• Document excerpt:
## Start

But now, my child watches the constantly developing slate of Disney Drek (tm, no doubt) with laugh tracks that make other laugh tracks embarrassed to admit that they are laugh tracks. With acting which is just this side of a local used car commercial. With writing that wasn't as much written as picked up at a garage sale and repackaged. If a show can make me look wistfully back at an episode of Drake and Josh and long for those days, it must be bad. Young teenagers singing or dancing to promote themselves and their other media projects. Hapless adults who make the parents on The Fresh Prince look like Dr. Spock. Motley groups of children who are helpful in giving teachers fodder for the class on "why stereotypes are bad." And the shows just aren't funny. I'm not saying that I'd rather that the child fall back to watching another episode of Dance Moms (separate note -- reality shows are evil) but I just wish that she would either discover the joy of an episode of WKRP, or realize that she doesn't HAVE to watch television. She could be staring at a computer.
Now, on to my second (or third, I lost track) concern of the day. I was chatting with my students yesterday and I tried to tell them an anecdote. I have loads of stories and anecdotes about my youthful misadventures -- cautionary tales and entertaining experiences. My story was a serious one, involving a former student who went to college and ran in to a problem with a professor. My goal was to have students recognize that when they go beyond the walls of their high school bubble, they will run into crises which they aren't really prepared for. It was a happy, fun class.

## End

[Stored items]
## Start

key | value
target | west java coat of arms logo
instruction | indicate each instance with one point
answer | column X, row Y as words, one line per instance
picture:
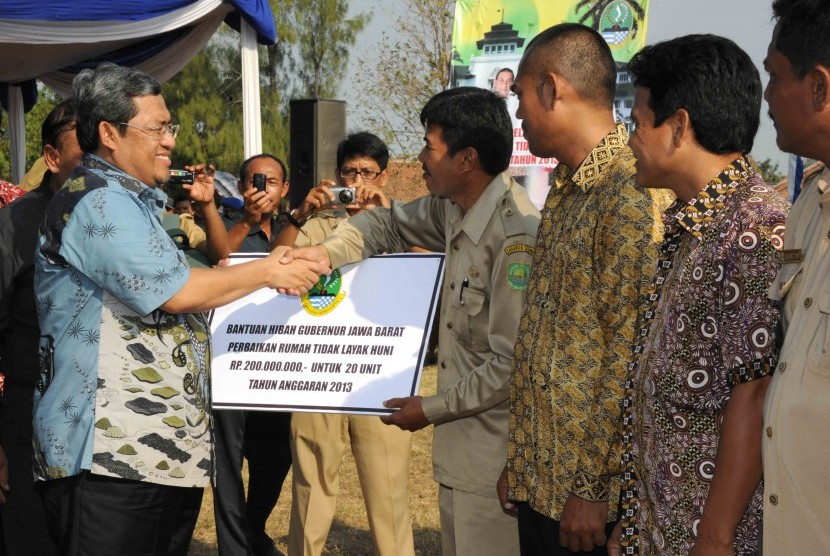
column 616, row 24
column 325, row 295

## End
## Start

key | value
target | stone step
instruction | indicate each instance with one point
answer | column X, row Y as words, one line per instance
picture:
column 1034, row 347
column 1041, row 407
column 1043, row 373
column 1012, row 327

## End

• Instructions:
1. Decide whether each statement agrees with the passage, answering yes or no and quoting the words of the passage that settle it: (a) The writer would rather the child go back to watching Dance Moms. (b) The story the writer tried to tell students involved a former student who had a problem with a professor. (c) The writer tried to tell the students the anecdote last week.
2. Reproduce the stretch of the passage from "Now, on to my" through "happy, fun class.".

• Expected results:
1.
(a) No: "I'm not saying that I'd rather that the child fall back to watching another episode of Dance Moms"
(b) Yes: "involving a former student who went to college and ran in to a problem with a professor"
(c) No: "I was chatting with my students yesterday and I tried to tell them an anecdote"

2.
Now, on to my second (or third, I lost track) concern of the day. I was chatting with my students yesterday and I tried to tell them an anecdote. I have loads of stories and anecdotes about my youthful misadventures -- cautionary tales and entertaining experiences. My story was a serious one, involving a former student who went to college and ran in to a problem with a professor. My goal was to have students recognize that when they go beyond the walls of their high school bubble, they will run into crises which they aren't really prepared for. It was a happy, fun class.